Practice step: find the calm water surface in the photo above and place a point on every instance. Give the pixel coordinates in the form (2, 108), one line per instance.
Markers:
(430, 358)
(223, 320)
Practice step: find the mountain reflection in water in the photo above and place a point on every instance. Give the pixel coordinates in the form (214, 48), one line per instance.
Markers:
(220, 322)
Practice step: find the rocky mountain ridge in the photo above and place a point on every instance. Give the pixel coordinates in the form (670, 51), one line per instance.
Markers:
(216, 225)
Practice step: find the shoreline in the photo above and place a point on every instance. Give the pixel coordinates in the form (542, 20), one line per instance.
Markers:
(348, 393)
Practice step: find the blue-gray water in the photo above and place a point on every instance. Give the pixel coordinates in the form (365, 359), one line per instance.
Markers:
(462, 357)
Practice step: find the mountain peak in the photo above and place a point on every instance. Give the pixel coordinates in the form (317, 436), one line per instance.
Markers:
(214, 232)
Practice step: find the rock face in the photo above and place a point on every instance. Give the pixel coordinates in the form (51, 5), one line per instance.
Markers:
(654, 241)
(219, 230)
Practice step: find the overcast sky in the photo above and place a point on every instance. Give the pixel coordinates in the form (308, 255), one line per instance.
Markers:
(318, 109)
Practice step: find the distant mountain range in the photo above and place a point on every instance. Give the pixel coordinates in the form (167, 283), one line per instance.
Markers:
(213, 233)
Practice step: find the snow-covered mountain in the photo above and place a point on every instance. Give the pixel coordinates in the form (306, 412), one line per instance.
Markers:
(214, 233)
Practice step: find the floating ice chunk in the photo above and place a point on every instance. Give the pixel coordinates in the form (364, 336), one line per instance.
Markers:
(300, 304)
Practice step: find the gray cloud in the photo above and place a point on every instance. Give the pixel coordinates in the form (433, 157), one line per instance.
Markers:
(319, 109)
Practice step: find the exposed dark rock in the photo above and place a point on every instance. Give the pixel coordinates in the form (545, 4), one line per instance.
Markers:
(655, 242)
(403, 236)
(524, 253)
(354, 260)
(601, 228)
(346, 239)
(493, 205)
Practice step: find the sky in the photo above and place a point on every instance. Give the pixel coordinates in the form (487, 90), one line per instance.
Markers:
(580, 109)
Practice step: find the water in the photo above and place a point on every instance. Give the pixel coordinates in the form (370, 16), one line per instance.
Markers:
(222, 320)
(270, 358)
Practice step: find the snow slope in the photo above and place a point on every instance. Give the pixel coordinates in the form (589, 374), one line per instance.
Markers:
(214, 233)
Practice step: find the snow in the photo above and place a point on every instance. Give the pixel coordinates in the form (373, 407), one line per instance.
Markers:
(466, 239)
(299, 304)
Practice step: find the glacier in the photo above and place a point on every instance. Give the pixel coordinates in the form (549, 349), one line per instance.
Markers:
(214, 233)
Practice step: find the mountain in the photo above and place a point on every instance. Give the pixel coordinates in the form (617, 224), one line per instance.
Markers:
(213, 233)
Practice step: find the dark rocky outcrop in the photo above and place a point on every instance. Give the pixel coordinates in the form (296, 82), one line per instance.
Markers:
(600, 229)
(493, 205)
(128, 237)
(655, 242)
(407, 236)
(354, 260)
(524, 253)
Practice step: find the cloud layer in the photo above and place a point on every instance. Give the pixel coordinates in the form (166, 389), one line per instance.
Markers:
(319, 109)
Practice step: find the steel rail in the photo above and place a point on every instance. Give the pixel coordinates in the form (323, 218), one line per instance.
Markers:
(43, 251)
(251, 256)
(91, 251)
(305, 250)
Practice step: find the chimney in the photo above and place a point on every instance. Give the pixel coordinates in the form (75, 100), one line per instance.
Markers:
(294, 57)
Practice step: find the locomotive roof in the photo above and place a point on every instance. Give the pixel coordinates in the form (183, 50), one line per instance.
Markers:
◇ ◇ ◇ ◇
▶ What is required: Which lines in the data above hold the string "dark"? Show each one.

▶ Exercise output:
Practice step: find the exposed dark rock in the photo above and place a point on every instance. Give the pixel coordinates in the form (545, 4), one line per instance.
Practice step: find the dark rocky outcrop in the photo above and place a point on every instance. Give the pixel coordinates in the form (296, 82), one line per instance.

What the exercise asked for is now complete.